** Source extract follows **

U.S. President Donald Trump’s multibillion-dollar trade deal with China could be yet another economic casualty of the spread of the novel coronavirus, according to a congressional report provided exclusively to Foreign Policy.
The U.S.-China Economic and Security Review Commission, established by Congress two decades ago and appointed by members of both parties, said that stalled trade and depressed consumer demand in China from the virus “raises the possibility that implementation could be disrupted,” upending Trump’s efforts to end a two-year trade war with Beijing that he began in 2018.
Trump administration officials and Beijing have insisted that the so-called phase one of the deal, which calls on China to buy $200 billion worth of U.S. energy and agricultural products, is set to move ahead as planned, even as the president himself took shots at Beijing from the White House podium over the weekend as the spread of the virus has now killed more than 40,000 Americans.
Yet China could invoke a clause in the agreement that allows for fresh trade consultations between the two countries “in the event that a natural disaster or other unforeseeable event” postpones the ability of either party to verify that the clauses are being met, according to the commission report, a copy of which was obtained by Foreign Policy.
The stress to the trade deal from the coronavirus comes as Trump began to sharpen his attacks against China over the weekend amid news reports that the U.S. intelligence community is considering the possibility that the novel coronavirus may have accidentally escaped from a laboratory in Wuhan, where the first cases were detected. Trump had said earlier this month that he’d “love to have a good relationship” with China.
“It could have been stopped in China before it started and it wasn’t, and the whole world is suffering because of it,” Trump told a White House briefing on Saturday. Trump ally Sen. Tom Cotton, an Arkansas Republican, also introduced legislation last week that would allow U.S. citizens to sue China for deaths and economic harm from the virus, and other lawmakers have called for the United States to consolidate supply chains for pharmaceuticals and other critical goods.

** End of Source extract **
** Source data follows **

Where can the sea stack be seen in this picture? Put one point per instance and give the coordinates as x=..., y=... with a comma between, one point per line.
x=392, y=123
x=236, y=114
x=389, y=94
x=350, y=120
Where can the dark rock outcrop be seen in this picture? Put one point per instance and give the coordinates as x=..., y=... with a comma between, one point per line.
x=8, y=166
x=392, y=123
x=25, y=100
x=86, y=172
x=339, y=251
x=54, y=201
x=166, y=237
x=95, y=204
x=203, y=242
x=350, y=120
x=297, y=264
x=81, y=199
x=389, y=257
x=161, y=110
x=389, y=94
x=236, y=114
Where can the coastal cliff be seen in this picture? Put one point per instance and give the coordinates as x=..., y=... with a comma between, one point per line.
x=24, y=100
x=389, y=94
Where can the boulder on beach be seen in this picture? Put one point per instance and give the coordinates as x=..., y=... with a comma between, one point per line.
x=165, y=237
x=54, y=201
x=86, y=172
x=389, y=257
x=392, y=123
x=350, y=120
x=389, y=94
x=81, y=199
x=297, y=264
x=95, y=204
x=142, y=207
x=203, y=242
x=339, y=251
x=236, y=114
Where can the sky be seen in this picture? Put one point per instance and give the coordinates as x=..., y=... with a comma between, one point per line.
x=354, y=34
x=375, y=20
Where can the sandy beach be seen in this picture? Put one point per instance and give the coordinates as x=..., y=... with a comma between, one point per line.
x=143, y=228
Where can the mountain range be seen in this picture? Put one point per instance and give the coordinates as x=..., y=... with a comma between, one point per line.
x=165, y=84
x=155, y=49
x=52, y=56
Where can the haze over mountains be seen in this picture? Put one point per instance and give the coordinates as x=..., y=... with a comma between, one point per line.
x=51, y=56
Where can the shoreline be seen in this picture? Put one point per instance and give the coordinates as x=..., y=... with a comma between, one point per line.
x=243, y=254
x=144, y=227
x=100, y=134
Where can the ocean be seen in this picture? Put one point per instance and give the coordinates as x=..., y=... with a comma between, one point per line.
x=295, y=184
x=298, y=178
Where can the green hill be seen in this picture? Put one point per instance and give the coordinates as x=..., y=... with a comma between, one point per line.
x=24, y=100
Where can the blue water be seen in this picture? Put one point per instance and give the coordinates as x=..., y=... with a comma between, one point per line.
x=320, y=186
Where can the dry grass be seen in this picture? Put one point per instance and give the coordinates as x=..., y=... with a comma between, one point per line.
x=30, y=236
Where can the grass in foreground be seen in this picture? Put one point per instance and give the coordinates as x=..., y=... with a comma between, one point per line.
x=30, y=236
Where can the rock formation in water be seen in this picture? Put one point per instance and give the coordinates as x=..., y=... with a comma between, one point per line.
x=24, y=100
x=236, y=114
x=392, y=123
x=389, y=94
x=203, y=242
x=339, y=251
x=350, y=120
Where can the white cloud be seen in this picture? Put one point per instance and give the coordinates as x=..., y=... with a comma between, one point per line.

** End of Source data **

**Your task**: According to the article on the China trade deal, how much in U.S. energy and agricultural products does phase one call on China to buy? Please leave the records aside; they have nothing to do with this.

**Written answer**: $200 billion worth.